Outlines of labeled areas:

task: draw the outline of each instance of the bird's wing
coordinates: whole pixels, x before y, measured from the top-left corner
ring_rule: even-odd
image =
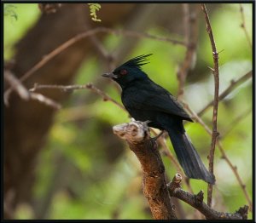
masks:
[[[133,94],[127,92],[125,97],[123,97],[123,103],[129,109],[162,112],[192,121],[177,99],[155,83],[151,86],[147,84],[141,85],[140,88],[132,88],[131,91]]]

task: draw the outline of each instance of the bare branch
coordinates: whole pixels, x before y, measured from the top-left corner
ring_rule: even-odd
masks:
[[[189,10],[189,3],[183,4],[183,26],[186,41],[186,53],[183,63],[178,68],[177,77],[178,79],[177,99],[182,99],[186,77],[189,69],[194,66],[196,58],[196,43],[198,38],[198,22],[195,12]]]
[[[27,89],[22,85],[20,80],[11,73],[9,70],[4,70],[4,79],[9,83],[9,85],[17,92],[20,97],[25,100],[29,100],[29,92]],[[4,104],[9,106],[8,98],[4,95]]]
[[[242,7],[241,3],[240,3],[239,6],[240,6],[241,17],[241,28],[243,29],[243,31],[244,31],[244,33],[245,33],[245,35],[246,35],[246,37],[247,37],[247,42],[248,42],[248,43],[249,43],[250,48],[252,48],[252,47],[253,47],[253,45],[252,45],[252,41],[251,41],[251,39],[250,39],[249,33],[248,33],[247,29],[247,27],[246,27],[245,18],[244,18],[244,13],[243,13],[243,7]]]
[[[131,121],[116,125],[113,133],[127,140],[130,149],[138,158],[143,174],[143,190],[149,204],[153,218],[156,220],[177,219],[173,204],[166,186],[165,166],[157,144],[150,139],[145,123]]]
[[[241,76],[236,81],[231,80],[230,85],[223,93],[221,93],[221,94],[219,94],[218,100],[224,100],[227,95],[229,95],[229,94],[230,94],[234,90],[235,88],[250,79],[252,77],[252,75],[253,71],[250,71],[245,75]],[[202,116],[202,114],[213,105],[213,100],[209,102],[208,105],[207,105],[201,111],[198,112],[198,116]]]
[[[183,202],[189,203],[195,209],[203,214],[208,220],[247,220],[248,214],[248,206],[245,205],[240,208],[239,210],[232,213],[218,212],[211,209],[203,202],[204,192],[200,191],[196,195],[187,192],[181,189],[182,177],[180,174],[176,174],[172,181],[168,184],[172,197],[175,197]]]
[[[8,81],[9,83],[10,86],[12,86],[14,88],[14,89],[17,92],[18,95],[20,95],[20,97],[22,100],[38,100],[39,102],[41,102],[48,106],[53,107],[55,109],[60,109],[61,107],[61,106],[59,103],[54,101],[51,99],[49,99],[49,98],[44,96],[41,94],[29,92],[22,85],[22,83],[20,82],[20,80],[17,79],[15,77],[15,76],[13,75],[9,71],[7,71],[7,70],[4,71],[4,78],[6,79],[6,81]],[[9,106],[8,99],[4,98],[4,101],[5,101],[5,105]]]
[[[98,28],[89,30],[89,31],[86,31],[80,34],[78,34],[77,36],[72,37],[71,39],[69,39],[67,42],[65,42],[64,43],[62,43],[61,46],[57,47],[55,49],[51,51],[49,54],[44,56],[44,58],[39,62],[38,62],[29,71],[27,71],[25,74],[23,74],[22,77],[20,77],[20,81],[23,82],[23,81],[26,80],[31,75],[32,75],[35,71],[37,71],[38,69],[40,69],[48,61],[49,61],[55,56],[56,56],[57,54],[61,53],[63,50],[65,50],[67,48],[74,44],[78,41],[79,41],[83,38],[88,37],[90,36],[95,35],[99,32],[107,32],[107,33],[111,33],[113,35],[130,36],[130,37],[138,37],[138,38],[144,37],[144,38],[154,39],[154,40],[158,40],[158,41],[168,42],[168,43],[172,43],[173,44],[180,44],[180,45],[183,45],[183,46],[186,45],[182,41],[174,40],[174,39],[167,38],[167,37],[156,37],[156,36],[150,35],[148,33],[137,32],[137,31],[133,31],[114,30],[114,29],[105,28],[105,27],[98,27]],[[6,99],[9,99],[9,94],[11,94],[12,90],[13,90],[13,88],[10,87],[4,92],[4,97]]]
[[[187,109],[187,111],[192,115],[192,117],[196,120],[196,122],[198,122],[205,129],[206,131],[209,134],[209,135],[212,135],[212,130],[210,129],[210,128],[201,120],[201,118],[189,106],[189,105],[185,102],[183,101],[183,106],[184,108]],[[246,185],[243,183],[240,174],[238,174],[238,171],[237,171],[237,167],[235,166],[234,164],[232,164],[231,161],[230,160],[230,158],[227,157],[220,141],[219,141],[219,139],[217,139],[217,146],[221,152],[221,155],[222,155],[222,158],[224,158],[228,165],[230,166],[230,168],[231,169],[231,170],[233,171],[244,195],[245,195],[245,197],[248,203],[248,205],[249,205],[249,209],[252,210],[252,200],[249,197],[249,194],[246,189]]]
[[[213,164],[214,164],[214,152],[215,152],[215,145],[216,140],[218,136],[218,133],[217,130],[217,117],[218,117],[218,89],[219,89],[219,78],[218,78],[218,53],[216,49],[214,37],[207,13],[207,9],[205,4],[201,4],[201,9],[205,14],[205,20],[207,23],[207,31],[208,33],[212,50],[212,57],[214,63],[214,100],[213,100],[213,114],[212,114],[212,143],[211,149],[209,154],[209,172],[213,174]],[[207,190],[207,203],[211,207],[212,206],[212,185],[208,184]]]

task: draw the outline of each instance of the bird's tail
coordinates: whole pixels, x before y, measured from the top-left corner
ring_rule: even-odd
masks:
[[[177,129],[169,129],[168,134],[178,162],[183,167],[185,174],[189,178],[201,179],[207,183],[214,184],[214,175],[209,173],[201,162],[186,133],[181,133],[180,131],[177,131]]]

### TASK INSTRUCTIONS
Repeat every record above line for line with no changes, omitting the pictures from your answer.

### WRITTEN ANSWER
task: draw the outline of each instance of the bird's wing
coordinates: whole pixels, x before y, measured from the top-left corner
ring_rule: even-odd
image =
masks:
[[[133,94],[127,92],[125,97],[123,97],[123,103],[129,109],[162,112],[192,121],[177,99],[155,83],[151,86],[147,84],[141,85],[140,88],[132,88],[131,91]]]

task: draw the outline of each instance of the bare branch
coordinates: whole pixels, x before y, measured from the top-left corner
ring_rule: even-odd
masks:
[[[189,10],[189,3],[183,4],[183,26],[186,41],[186,53],[183,63],[178,68],[177,77],[178,79],[177,99],[182,99],[186,77],[189,69],[194,66],[196,58],[196,43],[198,38],[198,22],[195,12]]]
[[[27,89],[22,85],[20,80],[11,73],[9,70],[4,70],[4,79],[9,83],[9,85],[17,92],[20,97],[25,100],[29,100],[29,92]],[[4,104],[9,106],[8,98],[4,95]]]
[[[242,7],[241,3],[240,3],[239,6],[240,6],[241,17],[241,28],[243,29],[243,31],[244,31],[244,33],[245,33],[245,35],[246,35],[246,37],[247,37],[247,42],[248,42],[248,43],[249,43],[250,48],[252,48],[252,47],[253,47],[253,45],[252,45],[252,41],[251,41],[251,39],[250,39],[249,33],[248,33],[247,29],[247,27],[246,27],[245,18],[244,18],[244,13],[243,13],[243,7]]]
[[[131,121],[116,125],[113,133],[127,140],[130,149],[138,158],[143,174],[143,190],[149,204],[153,218],[156,220],[177,219],[173,204],[166,186],[165,166],[157,144],[150,139],[145,123]]]
[[[241,76],[236,81],[231,80],[230,85],[223,93],[221,93],[221,94],[219,94],[218,100],[224,100],[227,95],[229,95],[229,94],[230,94],[234,90],[235,88],[250,79],[252,77],[252,75],[253,71],[250,71],[245,75]],[[202,116],[202,114],[213,105],[213,100],[209,102],[208,105],[207,105],[201,111],[198,112],[198,116]]]
[[[183,202],[189,203],[195,209],[203,214],[208,220],[247,220],[248,214],[248,206],[245,205],[240,208],[239,210],[232,213],[218,212],[211,209],[203,202],[204,192],[200,191],[196,195],[187,192],[181,189],[182,177],[180,174],[176,174],[172,181],[168,184],[172,197],[175,197]]]
[[[8,81],[9,83],[10,86],[12,86],[14,88],[14,89],[17,92],[18,95],[20,95],[20,97],[22,100],[38,100],[39,102],[41,102],[48,106],[53,107],[55,109],[60,109],[61,107],[61,106],[59,103],[54,101],[51,99],[49,99],[49,98],[44,96],[41,94],[29,92],[22,85],[22,83],[20,82],[20,80],[17,79],[15,77],[15,76],[13,75],[9,71],[7,71],[7,70],[4,71],[4,78],[6,79],[6,81]],[[9,106],[8,99],[4,98],[4,101],[5,101],[5,105]]]
[[[98,28],[89,30],[89,31],[86,31],[80,34],[78,34],[77,36],[72,37],[71,39],[69,39],[67,42],[65,42],[64,43],[62,43],[61,46],[57,47],[55,49],[51,51],[49,54],[44,56],[44,58],[39,62],[38,62],[29,71],[27,71],[25,74],[23,74],[22,77],[20,77],[20,81],[23,82],[23,81],[26,80],[31,75],[32,75],[35,71],[37,71],[38,69],[40,69],[48,61],[49,61],[55,56],[56,56],[57,54],[61,53],[63,50],[65,50],[67,48],[74,44],[78,41],[79,41],[83,38],[88,37],[90,36],[95,35],[99,32],[107,32],[107,33],[111,33],[113,35],[130,36],[130,37],[138,37],[138,38],[144,37],[144,38],[154,39],[154,40],[158,40],[158,41],[168,42],[168,43],[172,43],[173,44],[180,44],[180,45],[183,45],[183,46],[186,45],[182,41],[174,40],[174,39],[167,38],[167,37],[156,37],[156,36],[150,35],[148,33],[137,32],[137,31],[133,31],[114,30],[114,29],[105,28],[105,27],[98,27]],[[6,99],[9,99],[9,94],[11,94],[12,90],[13,90],[13,88],[10,87],[4,92],[4,97]]]
[[[187,109],[187,111],[192,115],[192,117],[196,120],[196,122],[198,122],[205,129],[206,131],[209,134],[209,135],[212,135],[212,130],[210,129],[210,128],[201,120],[201,118],[189,106],[189,105],[185,102],[183,101],[183,106],[184,108]],[[246,185],[243,183],[240,174],[238,174],[238,171],[237,171],[237,167],[235,166],[234,164],[232,164],[231,161],[230,160],[230,158],[227,157],[220,141],[219,141],[219,139],[217,139],[217,146],[221,152],[221,155],[222,155],[222,158],[224,158],[228,165],[230,166],[230,168],[231,169],[231,170],[233,171],[244,195],[245,195],[245,197],[248,203],[248,205],[249,205],[249,209],[252,210],[252,200],[249,197],[249,194],[246,189]]]
[[[213,164],[214,164],[214,152],[215,152],[215,145],[216,140],[218,136],[218,133],[217,130],[217,117],[218,117],[218,89],[219,89],[219,78],[218,78],[218,53],[216,49],[214,37],[207,13],[207,9],[205,4],[201,4],[201,9],[205,14],[205,20],[207,23],[207,31],[208,33],[212,50],[212,57],[214,63],[214,100],[213,100],[213,114],[212,114],[212,143],[211,149],[209,154],[209,172],[213,174]],[[207,190],[207,203],[211,207],[212,206],[212,185],[208,184]]]

task: draw the outline of each instance of the bird's tail
coordinates: whole pixels, x before y, measured from the top-left corner
ring_rule: even-odd
masks:
[[[177,129],[169,129],[168,134],[178,162],[183,167],[185,174],[189,178],[201,179],[207,183],[214,184],[214,175],[209,173],[201,162],[186,133],[181,133],[180,131],[177,131]]]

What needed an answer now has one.